**Aim of the exercise:** Please set down every line of the records below exactly, without the pictures.

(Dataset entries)
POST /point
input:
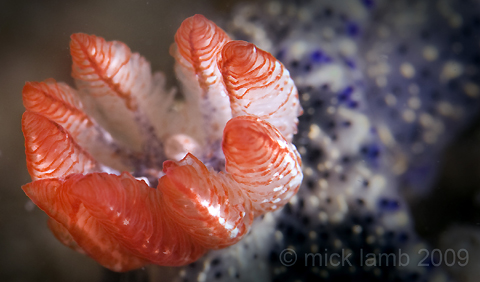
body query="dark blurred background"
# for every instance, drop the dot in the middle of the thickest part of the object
(34, 40)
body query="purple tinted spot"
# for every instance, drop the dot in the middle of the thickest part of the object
(327, 59)
(280, 54)
(352, 29)
(317, 56)
(345, 94)
(353, 104)
(350, 63)
(368, 3)
(389, 204)
(371, 151)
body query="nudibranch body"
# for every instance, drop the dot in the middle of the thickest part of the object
(96, 154)
(385, 85)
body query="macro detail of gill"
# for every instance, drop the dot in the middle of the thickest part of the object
(385, 86)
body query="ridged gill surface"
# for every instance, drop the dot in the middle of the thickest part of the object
(117, 218)
(111, 80)
(199, 42)
(51, 151)
(262, 162)
(259, 84)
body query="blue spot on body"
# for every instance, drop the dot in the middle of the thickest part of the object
(317, 56)
(345, 94)
(352, 29)
(352, 104)
(371, 151)
(280, 54)
(350, 63)
(368, 3)
(389, 204)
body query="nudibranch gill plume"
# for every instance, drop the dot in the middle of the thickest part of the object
(131, 176)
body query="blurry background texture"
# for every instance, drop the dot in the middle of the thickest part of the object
(34, 46)
(34, 38)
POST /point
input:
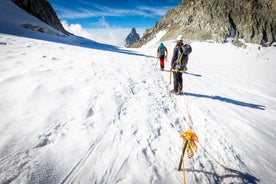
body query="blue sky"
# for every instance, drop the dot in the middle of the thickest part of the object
(112, 13)
(110, 21)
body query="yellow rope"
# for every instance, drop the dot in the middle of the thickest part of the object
(190, 137)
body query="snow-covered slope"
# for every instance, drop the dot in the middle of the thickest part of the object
(94, 113)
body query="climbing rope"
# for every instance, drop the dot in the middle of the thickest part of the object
(189, 138)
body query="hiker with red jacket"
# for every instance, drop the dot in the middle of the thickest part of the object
(179, 62)
(162, 54)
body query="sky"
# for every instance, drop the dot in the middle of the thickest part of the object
(110, 20)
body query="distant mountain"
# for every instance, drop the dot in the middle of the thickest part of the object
(251, 20)
(132, 37)
(43, 10)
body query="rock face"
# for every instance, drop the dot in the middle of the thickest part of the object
(132, 37)
(251, 20)
(43, 11)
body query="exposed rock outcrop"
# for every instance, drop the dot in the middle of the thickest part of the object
(251, 20)
(43, 10)
(132, 37)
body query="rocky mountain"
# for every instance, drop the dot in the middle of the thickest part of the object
(43, 10)
(132, 37)
(251, 20)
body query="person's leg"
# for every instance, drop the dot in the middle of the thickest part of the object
(180, 84)
(175, 81)
(162, 62)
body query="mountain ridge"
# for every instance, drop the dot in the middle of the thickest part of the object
(253, 21)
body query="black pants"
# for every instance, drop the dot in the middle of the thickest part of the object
(177, 81)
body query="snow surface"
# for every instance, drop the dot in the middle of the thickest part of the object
(77, 111)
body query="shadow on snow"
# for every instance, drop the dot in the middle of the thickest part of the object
(227, 100)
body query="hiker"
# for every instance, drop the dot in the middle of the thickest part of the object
(179, 62)
(162, 53)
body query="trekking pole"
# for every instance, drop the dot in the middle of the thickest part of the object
(170, 74)
(182, 156)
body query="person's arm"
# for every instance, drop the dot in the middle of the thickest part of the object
(174, 57)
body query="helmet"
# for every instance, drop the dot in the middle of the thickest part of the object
(179, 38)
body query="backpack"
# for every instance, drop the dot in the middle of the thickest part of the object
(186, 50)
(162, 50)
(183, 56)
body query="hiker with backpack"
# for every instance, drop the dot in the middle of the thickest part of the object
(179, 62)
(162, 53)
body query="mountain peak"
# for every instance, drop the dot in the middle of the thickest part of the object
(253, 21)
(132, 37)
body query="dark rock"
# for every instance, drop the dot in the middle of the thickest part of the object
(43, 10)
(132, 37)
(251, 20)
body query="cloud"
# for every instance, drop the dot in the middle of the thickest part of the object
(102, 23)
(106, 34)
(76, 29)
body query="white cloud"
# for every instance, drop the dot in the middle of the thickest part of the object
(102, 23)
(76, 29)
(106, 34)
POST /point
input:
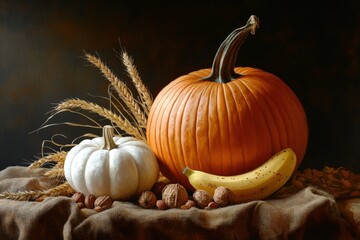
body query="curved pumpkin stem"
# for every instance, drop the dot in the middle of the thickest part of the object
(108, 133)
(224, 62)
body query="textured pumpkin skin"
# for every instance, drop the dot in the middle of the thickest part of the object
(121, 173)
(224, 128)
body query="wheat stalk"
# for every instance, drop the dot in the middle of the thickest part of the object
(54, 157)
(121, 122)
(142, 90)
(63, 189)
(137, 111)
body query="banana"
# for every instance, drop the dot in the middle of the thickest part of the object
(254, 185)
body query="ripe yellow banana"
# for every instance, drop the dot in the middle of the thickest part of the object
(254, 185)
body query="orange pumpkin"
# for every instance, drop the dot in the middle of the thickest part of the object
(225, 120)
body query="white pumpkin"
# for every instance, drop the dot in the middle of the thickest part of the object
(120, 167)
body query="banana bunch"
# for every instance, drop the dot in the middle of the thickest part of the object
(254, 185)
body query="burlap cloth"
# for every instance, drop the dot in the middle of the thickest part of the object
(308, 214)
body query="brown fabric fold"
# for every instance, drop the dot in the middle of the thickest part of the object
(308, 214)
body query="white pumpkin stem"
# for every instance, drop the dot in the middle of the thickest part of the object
(224, 62)
(108, 134)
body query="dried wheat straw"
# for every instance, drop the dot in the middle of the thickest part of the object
(121, 122)
(63, 189)
(142, 90)
(54, 157)
(120, 87)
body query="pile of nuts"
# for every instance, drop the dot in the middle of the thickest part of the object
(172, 195)
(90, 201)
(339, 182)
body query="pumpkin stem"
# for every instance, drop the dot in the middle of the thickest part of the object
(108, 133)
(224, 62)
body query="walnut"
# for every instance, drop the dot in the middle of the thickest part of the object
(174, 195)
(78, 197)
(223, 196)
(189, 204)
(158, 188)
(102, 203)
(147, 199)
(161, 205)
(202, 198)
(212, 205)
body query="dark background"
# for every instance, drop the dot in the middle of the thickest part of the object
(312, 46)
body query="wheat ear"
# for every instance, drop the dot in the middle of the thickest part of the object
(121, 122)
(120, 87)
(54, 157)
(142, 90)
(63, 189)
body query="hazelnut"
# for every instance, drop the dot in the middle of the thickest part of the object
(212, 205)
(202, 198)
(147, 199)
(174, 195)
(158, 188)
(90, 201)
(102, 203)
(81, 205)
(161, 205)
(78, 197)
(223, 196)
(189, 204)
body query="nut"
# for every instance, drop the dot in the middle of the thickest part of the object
(147, 199)
(102, 203)
(191, 203)
(223, 196)
(90, 201)
(78, 197)
(211, 206)
(158, 188)
(174, 195)
(202, 198)
(81, 205)
(161, 205)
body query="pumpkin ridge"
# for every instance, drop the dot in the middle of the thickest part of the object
(183, 126)
(276, 116)
(259, 101)
(233, 88)
(204, 93)
(170, 90)
(248, 126)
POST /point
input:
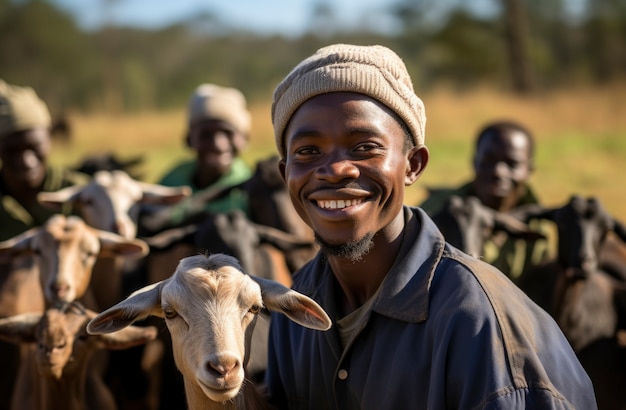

**Answer section:**
POST /point
input:
body query="dark blurred background"
# for every instance, drop the dot in the middle of the thickest part of the object
(34, 40)
body query="purple tinted spot"
# for every instance, drop the dot in the middle of the thickest part of the object
(327, 59)
(280, 54)
(352, 29)
(317, 56)
(345, 94)
(353, 104)
(350, 63)
(368, 3)
(389, 204)
(371, 151)
body query="nudibranch body"
# for every instance, drop the dot in the middle of the thickest part of the object
(96, 154)
(385, 85)
body query="macro detail of gill"
# for every instance, drop the dot in the middle of the thickest part of the object
(385, 86)
body query="ridged gill surface"
# for every instance, drop the dot in the middle of the thickest part of the object
(117, 218)
(111, 80)
(199, 42)
(51, 151)
(262, 162)
(259, 84)
body query="blue spot on body"
# for every instance, drop the dot in the middle of the thickest part of the object
(317, 56)
(345, 94)
(352, 29)
(352, 104)
(371, 151)
(280, 54)
(350, 63)
(368, 3)
(389, 204)
body query="nudibranch gill plume"
# for every instance, drop the dot in the middle of the thickest part of the object
(131, 176)
body query="blurry background texture"
# for every instance, drop the dot in the middle of the thickest part of the object
(34, 46)
(34, 38)
POST /point
input:
body query="blue sky"
# for every instance, drop the dot in the middle of the thickest part of the object
(112, 13)
(110, 21)
body query="yellow rope"
# for every instance, drop the dot in the middle of the thickest part of the object
(190, 137)
body query="snow-covered slope"
# for every instance, drop the dot in the middle of the thickest part of the object
(94, 113)
body query="climbing rope"
# for every instance, drop the dot in the middle of the thickest part of the object
(189, 138)
body query="hiker with red jacket"
# for every instance, drop the dot in the middle of the thickest part of the object
(179, 62)
(162, 54)
body query="sky"
# for every instance, drop the dot in the middle of the thickest part of the object
(110, 20)
body query="distant mountain"
# for every instance, drop the dot in the middle of the thickest part of the object
(251, 20)
(132, 37)
(43, 10)
body query="rock face"
# for every instance, drop the dot in the middle of the thickest part of the object
(132, 37)
(251, 20)
(43, 11)
body query="exposed rock outcrop"
# for every instance, drop the dot in the middle of the thickest part of the object
(251, 20)
(43, 10)
(132, 37)
body query="rocky mountain"
# for every instance, drop the dot in the middle of the thickest part of the object
(43, 10)
(132, 37)
(251, 20)
body query="person's leg"
# for every instance, drop the dot in the middle of the thickest part of the object
(180, 84)
(175, 81)
(162, 62)
body query="mountain ridge"
# for every instance, drop the dot in the middle of the thickest part of the object
(253, 21)
body query="black pants"
# for every instance, drop the dot in the middle of the thickest part of the object
(177, 81)
body query="snow surface"
# for every instance, drop the dot in the middle of the thickest part of the object
(77, 111)
body query="shadow on snow"
# for every instance, drop the dot in the middle of the thickest part of the object
(227, 100)
body query="hiker"
# for every instance, drop the dot in the middle of the thickest part of the object
(179, 62)
(162, 53)
body query="trekking pole"
# for every instance, drop the dot in the middle of the thickest part of the object
(170, 74)
(182, 156)
body query="person's arm"
# for every instance, drop the dot in the middle of the thickest part of the object
(174, 57)
body query="helmet"
# for every instance, drop the dot in the middle of the thickest part of the object
(179, 38)
body query="backpack"
# for every instance, drop the dot in the middle of the thickest part of the object
(186, 50)
(162, 50)
(183, 56)
body query="hiker with backpack"
# for every instance, drop the dot in the middle of the thickest part of the object
(179, 62)
(162, 53)
body query="mountain peak"
# for every instance, drop the dot in the middle of the thickest part of the object
(253, 21)
(132, 37)
body query="dark rock"
# for every instance, drop the dot in the middle of the thickest part of the object
(43, 10)
(132, 37)
(251, 20)
body query="cloud"
# for every instance, drop the dot in the middle of the thickest part of the object
(102, 23)
(106, 34)
(76, 29)
body query="white cloud"
# for every instance, drop the dot in the middle of the thickest part of the object
(102, 23)
(76, 29)
(106, 34)
POST /point
input:
body query="curved pumpkin stem"
# for every instance, drop the dot in the middle of the thickest part of the object
(108, 133)
(224, 62)
body query="textured pumpkin skin"
# for every instance, drop the dot in the middle of the thickest part of the object
(121, 173)
(224, 128)
body query="wheat stalk"
# for every instance, drop the dot in the middle of the thickest part of the object
(54, 157)
(121, 122)
(142, 90)
(63, 189)
(137, 111)
body query="banana"
# for every instance, drop the dot in the middle of the thickest part of the object
(254, 185)
body query="ripe yellow banana"
# for every instance, drop the dot in the middle of the thickest part of the object
(254, 185)
body query="orange pumpkin"
# for every instance, drop the dot in the middle of the thickest part of the object
(225, 120)
body query="white pumpkin"
# for every instance, drop the dot in the middle of the thickest part of the object
(120, 167)
body query="banana bunch"
# for every instance, drop the dot in the middle of the thickest part of the object
(254, 185)
body query="burlap cloth"
# for every instance, drop the dot in the middle of the thickest part of the object
(308, 214)
body query="brown fabric fold"
# for every instance, drop the dot in the middle of the thickest part of the object
(308, 214)
body query="white pumpkin stem"
# for every instance, drop the dot in the middle of the thickest part of the object
(224, 62)
(108, 134)
body query="dried wheat straw"
# for every instance, drop the dot in the middle of the thickest part of the object
(121, 122)
(63, 189)
(142, 90)
(54, 157)
(120, 87)
body query="pile of nuts"
# for every instance, drop the dot in the middle of the thickest part of the object
(172, 195)
(90, 201)
(339, 182)
body query="pumpkin stem"
# for every instance, drop the dot in the middle of the thickest part of the object
(108, 133)
(224, 62)
body query="walnut"
# for every instance, drop the dot in the middle of the thickest part of the object
(174, 195)
(78, 197)
(223, 196)
(189, 204)
(158, 188)
(102, 203)
(147, 199)
(161, 205)
(202, 198)
(212, 205)
body query="dark background"
# for every instance, drop the dot in the middle of the thickest part of the object
(312, 46)
body query="wheat ear"
# for every instance, drop the dot in the middle of the thickest part of the object
(121, 122)
(120, 87)
(54, 157)
(142, 90)
(63, 189)
body query="hazelnut"
# for every instance, drop the dot in the middle of the thickest part of the object
(212, 205)
(202, 198)
(147, 199)
(174, 195)
(158, 188)
(90, 201)
(102, 203)
(81, 205)
(161, 205)
(78, 197)
(223, 196)
(189, 204)
body query="nut"
# for every instance, drop the dot in the middle of the thickest part of the object
(147, 199)
(102, 203)
(191, 203)
(223, 196)
(90, 201)
(78, 197)
(211, 206)
(158, 188)
(174, 195)
(202, 198)
(81, 205)
(161, 205)
body query="pumpkin ridge"
# for every instance, drop the dot in the middle of the thickest part of the object
(183, 126)
(276, 116)
(259, 101)
(233, 88)
(204, 93)
(170, 90)
(248, 126)
POST /point
input:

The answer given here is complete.